* _BRIEF_: Set out the rows below as a numbered list, omitting blank lines and leaving out the pictures.

[Position annotation rows]
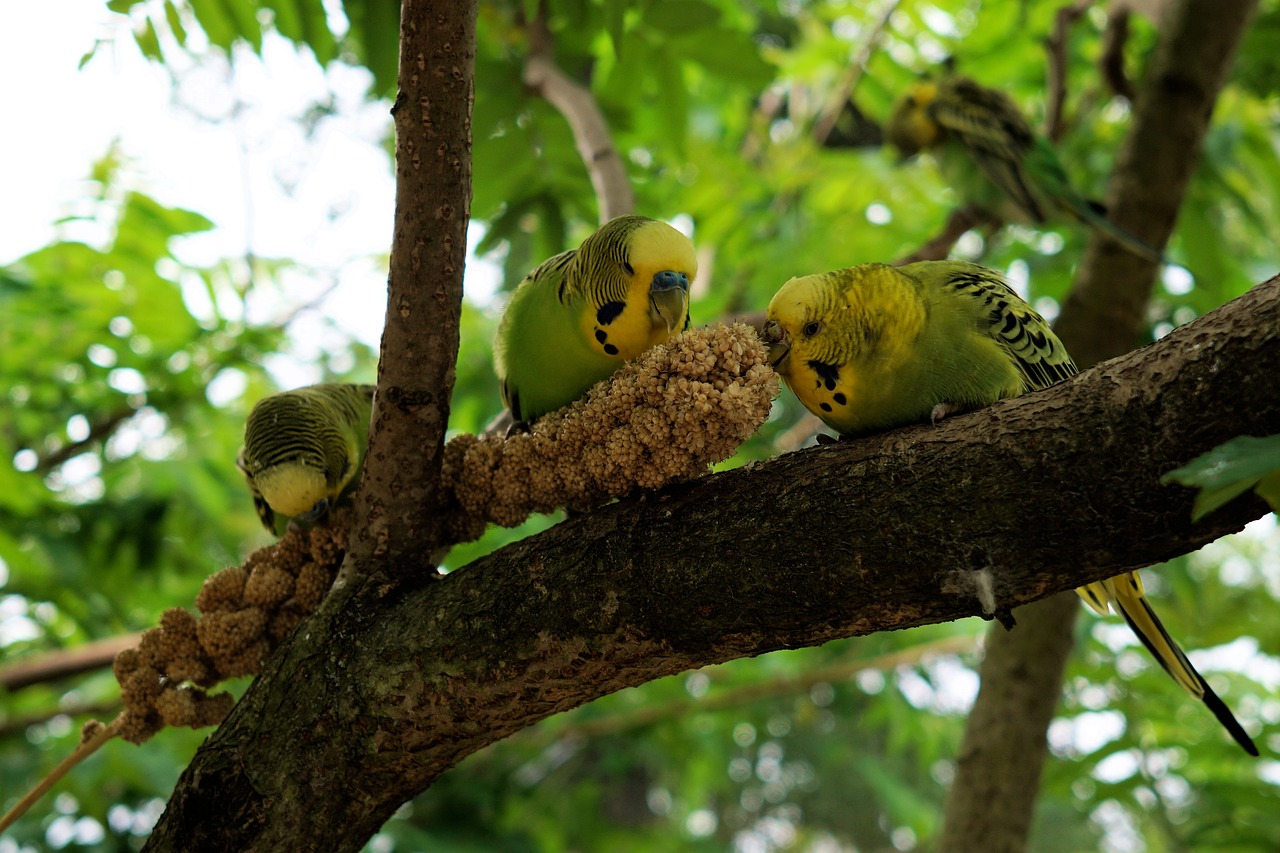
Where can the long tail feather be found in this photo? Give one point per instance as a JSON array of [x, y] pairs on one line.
[[1127, 596]]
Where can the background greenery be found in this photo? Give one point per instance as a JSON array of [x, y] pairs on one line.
[[119, 491]]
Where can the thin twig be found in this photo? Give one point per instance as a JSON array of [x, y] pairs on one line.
[[577, 105], [63, 662], [97, 432], [92, 742], [1056, 83], [1111, 63], [844, 90], [16, 725]]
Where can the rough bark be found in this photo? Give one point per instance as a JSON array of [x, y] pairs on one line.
[[993, 796], [420, 338], [373, 699]]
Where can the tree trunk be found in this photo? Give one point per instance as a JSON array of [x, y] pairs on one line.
[[392, 684], [997, 780]]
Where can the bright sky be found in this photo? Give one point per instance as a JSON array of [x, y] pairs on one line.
[[222, 142]]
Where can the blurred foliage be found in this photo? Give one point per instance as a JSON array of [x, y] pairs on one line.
[[1230, 469], [120, 495]]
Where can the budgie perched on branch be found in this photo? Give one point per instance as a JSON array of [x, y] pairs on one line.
[[579, 315], [304, 448], [990, 155], [872, 347]]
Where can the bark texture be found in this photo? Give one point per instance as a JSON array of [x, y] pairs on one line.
[[993, 796], [373, 698], [420, 338]]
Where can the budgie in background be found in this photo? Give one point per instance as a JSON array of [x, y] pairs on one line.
[[579, 315], [304, 448], [873, 347], [990, 155]]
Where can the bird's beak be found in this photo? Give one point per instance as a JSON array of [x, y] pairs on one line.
[[780, 346], [668, 297], [316, 512]]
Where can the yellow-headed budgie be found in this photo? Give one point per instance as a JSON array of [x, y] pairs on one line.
[[576, 318], [873, 347], [990, 155], [304, 448]]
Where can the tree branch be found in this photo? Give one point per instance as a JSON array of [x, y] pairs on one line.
[[99, 430], [370, 702], [63, 662], [1106, 309], [1005, 739], [1056, 78], [590, 132], [401, 482]]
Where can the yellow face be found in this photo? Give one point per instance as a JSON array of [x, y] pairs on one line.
[[292, 489], [910, 128], [805, 346], [657, 269], [840, 340]]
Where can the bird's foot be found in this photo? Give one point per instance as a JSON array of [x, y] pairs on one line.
[[944, 410]]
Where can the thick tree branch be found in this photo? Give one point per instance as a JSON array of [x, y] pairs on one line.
[[1106, 309], [366, 705], [400, 486], [590, 132], [1005, 739]]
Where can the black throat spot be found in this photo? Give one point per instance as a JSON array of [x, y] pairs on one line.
[[828, 373]]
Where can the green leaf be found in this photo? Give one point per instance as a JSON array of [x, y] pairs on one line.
[[176, 27], [1229, 470], [681, 16]]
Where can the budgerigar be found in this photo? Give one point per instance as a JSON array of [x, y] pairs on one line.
[[990, 155], [304, 448], [872, 347], [579, 315]]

* _FULL RESPONSE_:
1. Where can the long tail feather be found in this photo? Give one point per instance as a JSON array of [x, y] pairs on one line.
2. [[1127, 596]]
3. Where can the background greenery be found in this photo? Give one point per instance as a JSON array of [x, y] pairs on one line.
4. [[119, 491]]
5. Where can the thin twig be found in this photo? Give one point per instance as a JSON array of [x, y] pairs on one line.
6. [[577, 105], [63, 662], [97, 432], [92, 742], [1056, 83], [1111, 63], [844, 90], [16, 725]]
7. Where can the rough bark be found in this photo? Give one point per instance as a JSON array of [x, y] pairs on one line.
8. [[993, 796], [420, 338], [373, 699]]
9. Where can the tree trunk be found in this photo? Give one point per instance as a JSON array of [x, y] pairs on one line.
10. [[392, 684], [997, 780]]
11. Where can the bright sky be found in this photo? Give one point per instance as a JSON array of [x, y] pairs on one line.
12. [[222, 142]]
13. Where can the blurred foliage be found in this photo? Give one point per instance as a JSON array of [x, y] pairs on one line.
14. [[1230, 469], [120, 495]]
15. Where can the budgie perched on branch be found in this photo? Give one point per instance as a JSON array of [x, y] pairs on one line.
16. [[579, 315], [304, 448], [990, 155], [872, 347]]
17. Where can the bark texture be found in this photo? Give one point per instance as a JSON array of [x, y] pairs on one line.
18. [[993, 796], [373, 698], [420, 338]]
19. Where can the budgie in background be found in this photo? Give one point per instance as a JSON array of [x, y] pairs on one line.
20. [[579, 315], [304, 448], [873, 347], [990, 155]]
21. Where can the bird's beak be found in this photo? Give one point per instance as a JSON array of [x, y] pairs on one line.
22. [[780, 346], [668, 297], [316, 512]]
23. Where can the yellow-headed budgie be found in this photo? Give one point per instance as a JSON array of [x, y] pairs on one line.
24. [[576, 318], [873, 347], [990, 155], [304, 448]]
25. Where can the tree branch be found in this photo? Give one point per instance as a JSON array of [x, y] pairs on one line.
26. [[99, 430], [370, 702], [63, 662], [1106, 309], [1005, 739], [1056, 78], [590, 132], [401, 482]]
27. Where can the yellow face be found in this photo? Give one point per instance as a JSON array of [x, y] pairs on one line.
28. [[292, 489], [910, 128], [805, 346], [657, 269], [840, 340]]
29. Where can the bird's foot be found in this photo? Give one point per instance as a JSON array of [x, y] pairs on one line.
30. [[944, 410]]
31. Where can the thick tree branch be found in this photo? Give one point per instance as a JSON array of [x, y] pairs on one line.
32. [[1106, 309], [366, 705], [400, 486], [590, 132], [1005, 739]]
33. Where can the black throat spot be found in this photo? Give one point per instance as a JSON array of [x, y] pairs on one line.
34. [[828, 373]]
35. Where can the green leaf be found in this photo? Give one point per instance as a JSON array of [x, y] pairs on one line.
36. [[176, 27], [1229, 470], [681, 16]]
37. Where can the budgerigar be found in this photo? Give one point per instance as a JSON array of [x, y] pairs on one line.
38. [[990, 155], [304, 448], [872, 347], [579, 315]]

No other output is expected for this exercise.